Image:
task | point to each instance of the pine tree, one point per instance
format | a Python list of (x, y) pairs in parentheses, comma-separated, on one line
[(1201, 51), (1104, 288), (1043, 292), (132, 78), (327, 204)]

==

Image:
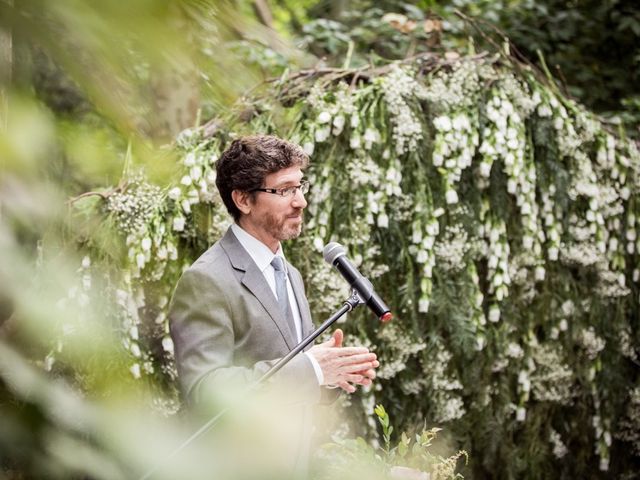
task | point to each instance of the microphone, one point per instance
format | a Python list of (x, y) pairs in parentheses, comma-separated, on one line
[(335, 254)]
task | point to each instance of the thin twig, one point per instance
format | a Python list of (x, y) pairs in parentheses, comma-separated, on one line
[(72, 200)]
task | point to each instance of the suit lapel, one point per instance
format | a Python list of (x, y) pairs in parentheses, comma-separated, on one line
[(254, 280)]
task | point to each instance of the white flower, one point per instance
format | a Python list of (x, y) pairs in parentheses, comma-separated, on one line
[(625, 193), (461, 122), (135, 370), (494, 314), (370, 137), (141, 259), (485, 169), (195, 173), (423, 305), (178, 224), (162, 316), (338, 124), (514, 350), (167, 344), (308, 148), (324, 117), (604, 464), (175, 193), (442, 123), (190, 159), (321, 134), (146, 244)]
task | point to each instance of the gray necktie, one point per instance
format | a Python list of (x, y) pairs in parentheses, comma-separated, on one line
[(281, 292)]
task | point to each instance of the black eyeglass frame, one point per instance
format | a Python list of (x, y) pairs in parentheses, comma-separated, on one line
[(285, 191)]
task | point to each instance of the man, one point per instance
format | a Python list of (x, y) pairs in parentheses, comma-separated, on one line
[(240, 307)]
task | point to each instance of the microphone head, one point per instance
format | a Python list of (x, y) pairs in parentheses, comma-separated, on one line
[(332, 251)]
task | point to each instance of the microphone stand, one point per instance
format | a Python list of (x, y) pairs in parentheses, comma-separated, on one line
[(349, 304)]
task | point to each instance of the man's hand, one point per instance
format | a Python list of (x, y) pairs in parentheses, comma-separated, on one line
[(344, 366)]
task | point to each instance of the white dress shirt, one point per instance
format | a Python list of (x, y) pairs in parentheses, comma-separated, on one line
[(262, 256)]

▶ [EXERCISE OBJECTIVE]: Retype, exactly and in full, the lines above from the one containing "task | point to each instance of the suit" through the one containing "task | point to each instance of the white flower, one".

▶ [ANSWER AREA]:
task | point to each instance of the suit lapel, one point per instance
format | a Python list of (x, y) pairs in parentheses, comma-separated, on one line
[(254, 280)]
task | point to each instance of the white flower, one point per instance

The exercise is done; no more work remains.